*Task statement*: Reproduce verbatim the final portion of the material below, from the line containing "Target: small stone" through its last line, and nothing else.

Shape labeling records

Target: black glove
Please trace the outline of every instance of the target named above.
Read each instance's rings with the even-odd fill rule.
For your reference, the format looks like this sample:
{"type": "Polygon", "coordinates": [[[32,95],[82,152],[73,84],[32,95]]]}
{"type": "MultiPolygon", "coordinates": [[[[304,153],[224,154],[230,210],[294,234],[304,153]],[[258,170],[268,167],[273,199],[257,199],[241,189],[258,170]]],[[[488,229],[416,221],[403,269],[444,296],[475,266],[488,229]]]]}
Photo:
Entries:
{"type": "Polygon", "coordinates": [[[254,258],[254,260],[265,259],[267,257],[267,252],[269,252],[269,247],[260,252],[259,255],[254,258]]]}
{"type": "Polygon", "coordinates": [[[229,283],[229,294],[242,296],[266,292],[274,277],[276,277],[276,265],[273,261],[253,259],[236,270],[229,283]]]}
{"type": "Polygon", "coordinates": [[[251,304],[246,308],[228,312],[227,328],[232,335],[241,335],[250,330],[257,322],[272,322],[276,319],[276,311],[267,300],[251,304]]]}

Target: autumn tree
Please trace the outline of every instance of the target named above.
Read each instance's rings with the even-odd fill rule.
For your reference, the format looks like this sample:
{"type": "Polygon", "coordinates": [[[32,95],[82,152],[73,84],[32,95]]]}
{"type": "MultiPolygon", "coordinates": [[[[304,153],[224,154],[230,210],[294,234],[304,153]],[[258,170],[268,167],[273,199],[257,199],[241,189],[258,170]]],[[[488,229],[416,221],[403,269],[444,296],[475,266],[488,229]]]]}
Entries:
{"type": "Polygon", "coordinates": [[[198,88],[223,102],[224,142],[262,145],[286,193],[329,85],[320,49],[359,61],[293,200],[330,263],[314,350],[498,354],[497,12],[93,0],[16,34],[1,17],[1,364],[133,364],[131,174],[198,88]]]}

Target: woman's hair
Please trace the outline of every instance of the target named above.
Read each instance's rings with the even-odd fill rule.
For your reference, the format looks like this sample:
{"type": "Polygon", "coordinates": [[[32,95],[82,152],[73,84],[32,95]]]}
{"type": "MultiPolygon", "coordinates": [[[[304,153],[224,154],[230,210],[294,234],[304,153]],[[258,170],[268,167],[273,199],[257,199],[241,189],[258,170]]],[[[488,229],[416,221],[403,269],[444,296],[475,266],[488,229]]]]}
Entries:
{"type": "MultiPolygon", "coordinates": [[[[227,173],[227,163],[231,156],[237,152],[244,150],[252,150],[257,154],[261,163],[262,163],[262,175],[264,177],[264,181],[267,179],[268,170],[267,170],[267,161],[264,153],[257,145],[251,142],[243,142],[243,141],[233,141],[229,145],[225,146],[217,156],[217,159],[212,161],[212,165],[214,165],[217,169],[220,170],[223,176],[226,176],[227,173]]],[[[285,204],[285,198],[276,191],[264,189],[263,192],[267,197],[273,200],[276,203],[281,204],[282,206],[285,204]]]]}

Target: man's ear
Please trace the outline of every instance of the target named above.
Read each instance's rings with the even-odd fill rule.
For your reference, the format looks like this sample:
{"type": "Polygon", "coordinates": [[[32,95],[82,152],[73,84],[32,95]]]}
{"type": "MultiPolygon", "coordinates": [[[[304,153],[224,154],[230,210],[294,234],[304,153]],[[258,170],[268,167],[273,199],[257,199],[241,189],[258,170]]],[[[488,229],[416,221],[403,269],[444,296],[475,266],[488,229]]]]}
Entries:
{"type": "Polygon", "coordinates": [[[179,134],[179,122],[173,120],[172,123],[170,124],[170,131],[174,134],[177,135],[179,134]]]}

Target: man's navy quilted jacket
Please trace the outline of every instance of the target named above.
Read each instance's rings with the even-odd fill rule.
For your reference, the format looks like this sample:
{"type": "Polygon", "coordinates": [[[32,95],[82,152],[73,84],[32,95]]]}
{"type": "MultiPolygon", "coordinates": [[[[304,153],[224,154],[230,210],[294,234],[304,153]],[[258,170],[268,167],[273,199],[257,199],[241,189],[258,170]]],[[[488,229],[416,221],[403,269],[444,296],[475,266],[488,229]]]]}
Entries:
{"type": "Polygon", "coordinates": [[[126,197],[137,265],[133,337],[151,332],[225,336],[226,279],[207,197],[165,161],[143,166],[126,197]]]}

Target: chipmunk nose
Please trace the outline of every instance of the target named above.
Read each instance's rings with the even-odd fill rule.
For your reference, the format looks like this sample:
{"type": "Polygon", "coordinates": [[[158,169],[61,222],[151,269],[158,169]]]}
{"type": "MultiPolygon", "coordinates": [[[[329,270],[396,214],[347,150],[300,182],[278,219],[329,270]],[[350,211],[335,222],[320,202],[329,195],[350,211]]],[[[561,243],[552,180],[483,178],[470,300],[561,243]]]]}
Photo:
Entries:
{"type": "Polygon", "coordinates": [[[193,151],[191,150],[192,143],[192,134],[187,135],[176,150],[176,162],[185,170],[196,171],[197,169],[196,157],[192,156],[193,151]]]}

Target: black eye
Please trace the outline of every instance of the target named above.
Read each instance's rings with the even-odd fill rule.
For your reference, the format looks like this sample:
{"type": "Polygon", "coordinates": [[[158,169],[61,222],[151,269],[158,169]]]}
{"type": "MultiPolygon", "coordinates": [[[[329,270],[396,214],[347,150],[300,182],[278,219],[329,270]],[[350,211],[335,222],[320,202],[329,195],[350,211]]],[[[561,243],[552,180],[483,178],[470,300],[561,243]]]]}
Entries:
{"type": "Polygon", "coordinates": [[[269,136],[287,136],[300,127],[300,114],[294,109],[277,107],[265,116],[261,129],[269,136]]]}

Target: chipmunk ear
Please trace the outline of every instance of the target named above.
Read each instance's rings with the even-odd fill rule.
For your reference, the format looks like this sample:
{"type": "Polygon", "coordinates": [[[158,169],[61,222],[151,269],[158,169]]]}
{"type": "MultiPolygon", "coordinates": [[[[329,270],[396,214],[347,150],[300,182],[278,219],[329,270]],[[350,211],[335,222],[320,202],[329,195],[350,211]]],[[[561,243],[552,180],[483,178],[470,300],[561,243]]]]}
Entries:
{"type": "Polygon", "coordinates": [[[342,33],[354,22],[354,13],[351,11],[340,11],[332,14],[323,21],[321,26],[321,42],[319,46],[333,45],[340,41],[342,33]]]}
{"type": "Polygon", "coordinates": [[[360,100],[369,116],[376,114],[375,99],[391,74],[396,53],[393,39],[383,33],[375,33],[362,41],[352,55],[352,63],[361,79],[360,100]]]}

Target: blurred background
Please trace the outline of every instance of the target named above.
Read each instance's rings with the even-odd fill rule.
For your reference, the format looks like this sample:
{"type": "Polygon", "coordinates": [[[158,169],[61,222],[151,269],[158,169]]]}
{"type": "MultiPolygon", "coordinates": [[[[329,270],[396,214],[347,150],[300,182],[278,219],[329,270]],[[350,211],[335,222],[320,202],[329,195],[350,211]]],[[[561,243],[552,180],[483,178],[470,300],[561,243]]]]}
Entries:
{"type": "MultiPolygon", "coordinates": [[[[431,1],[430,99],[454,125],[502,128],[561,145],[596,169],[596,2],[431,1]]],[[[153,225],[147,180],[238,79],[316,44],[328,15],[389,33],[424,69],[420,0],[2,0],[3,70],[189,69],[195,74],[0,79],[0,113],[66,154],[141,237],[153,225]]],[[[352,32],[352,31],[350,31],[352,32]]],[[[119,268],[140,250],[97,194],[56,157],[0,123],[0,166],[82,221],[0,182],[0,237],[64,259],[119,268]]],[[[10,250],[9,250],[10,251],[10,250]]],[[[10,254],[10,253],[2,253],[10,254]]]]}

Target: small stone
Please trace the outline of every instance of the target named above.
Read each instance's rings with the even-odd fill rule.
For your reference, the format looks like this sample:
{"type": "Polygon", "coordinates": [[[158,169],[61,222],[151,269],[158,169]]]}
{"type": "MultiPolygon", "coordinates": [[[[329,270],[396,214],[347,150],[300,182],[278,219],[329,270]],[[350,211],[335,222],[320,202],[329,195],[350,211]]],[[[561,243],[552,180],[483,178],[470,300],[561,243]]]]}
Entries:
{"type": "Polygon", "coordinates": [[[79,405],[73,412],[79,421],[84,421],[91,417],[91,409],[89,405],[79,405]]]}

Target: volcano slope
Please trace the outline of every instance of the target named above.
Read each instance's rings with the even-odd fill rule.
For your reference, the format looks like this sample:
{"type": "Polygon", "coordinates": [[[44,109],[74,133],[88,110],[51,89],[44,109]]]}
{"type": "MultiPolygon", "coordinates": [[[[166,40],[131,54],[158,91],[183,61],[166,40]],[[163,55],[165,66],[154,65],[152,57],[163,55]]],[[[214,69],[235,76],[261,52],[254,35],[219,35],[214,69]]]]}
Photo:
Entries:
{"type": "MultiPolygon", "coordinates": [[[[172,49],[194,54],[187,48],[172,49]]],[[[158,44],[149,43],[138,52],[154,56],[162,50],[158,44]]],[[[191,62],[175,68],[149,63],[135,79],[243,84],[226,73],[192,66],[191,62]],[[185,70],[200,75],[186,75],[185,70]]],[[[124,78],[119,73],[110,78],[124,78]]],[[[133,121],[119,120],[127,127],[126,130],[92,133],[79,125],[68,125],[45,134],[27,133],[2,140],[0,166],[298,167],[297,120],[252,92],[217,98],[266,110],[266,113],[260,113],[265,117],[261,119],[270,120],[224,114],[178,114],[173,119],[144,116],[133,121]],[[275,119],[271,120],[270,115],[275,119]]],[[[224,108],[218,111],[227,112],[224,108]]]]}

*Complete response*:
Target: small stone
Please trace the outline of every instance of the target named above.
Read each instance's rings with the even-odd fill rule.
For your reference, the format looks like this sample:
{"type": "Polygon", "coordinates": [[[158,169],[61,222],[151,269],[158,169]]]}
{"type": "MultiPolygon", "coordinates": [[[[329,270],[396,214],[347,150],[300,182],[278,219],[329,270]],[[350,211],[335,222],[320,202],[329,195],[350,211]]],[[[561,243],[552,180],[483,178],[470,300],[561,243]]]]}
Entries:
{"type": "Polygon", "coordinates": [[[79,405],[73,412],[79,421],[84,421],[91,417],[91,409],[89,405],[79,405]]]}

Target: volcano slope
Please trace the outline of every instance of the target named above.
Read each instance's rings with the even-odd fill rule.
For your reference, the format looks like this sample:
{"type": "Polygon", "coordinates": [[[44,109],[74,133],[88,110],[51,89],[44,109]]]}
{"type": "MultiPolygon", "coordinates": [[[[166,40],[131,54],[158,91],[183,61],[166,40]],[[163,55],[165,66],[154,65],[152,57],[163,55]]],[[[214,69],[235,76],[261,52],[254,35],[219,35],[214,69]]]]}
Photo:
Entries:
{"type": "MultiPolygon", "coordinates": [[[[172,49],[194,54],[187,48],[172,49]]],[[[158,44],[149,43],[138,52],[154,56],[162,50],[158,44]]],[[[191,62],[175,68],[149,63],[135,79],[243,84],[226,73],[192,66],[191,62]],[[185,70],[200,75],[186,75],[185,70]]],[[[124,78],[119,73],[110,78],[124,78]]],[[[133,121],[119,120],[127,127],[126,130],[92,133],[79,125],[68,125],[45,134],[27,133],[2,140],[0,166],[298,167],[297,120],[252,92],[217,98],[266,110],[266,113],[260,113],[265,117],[261,119],[270,120],[224,114],[178,114],[173,119],[144,116],[133,121]],[[275,119],[271,120],[270,115],[275,119]]],[[[224,108],[218,111],[227,112],[224,108]]]]}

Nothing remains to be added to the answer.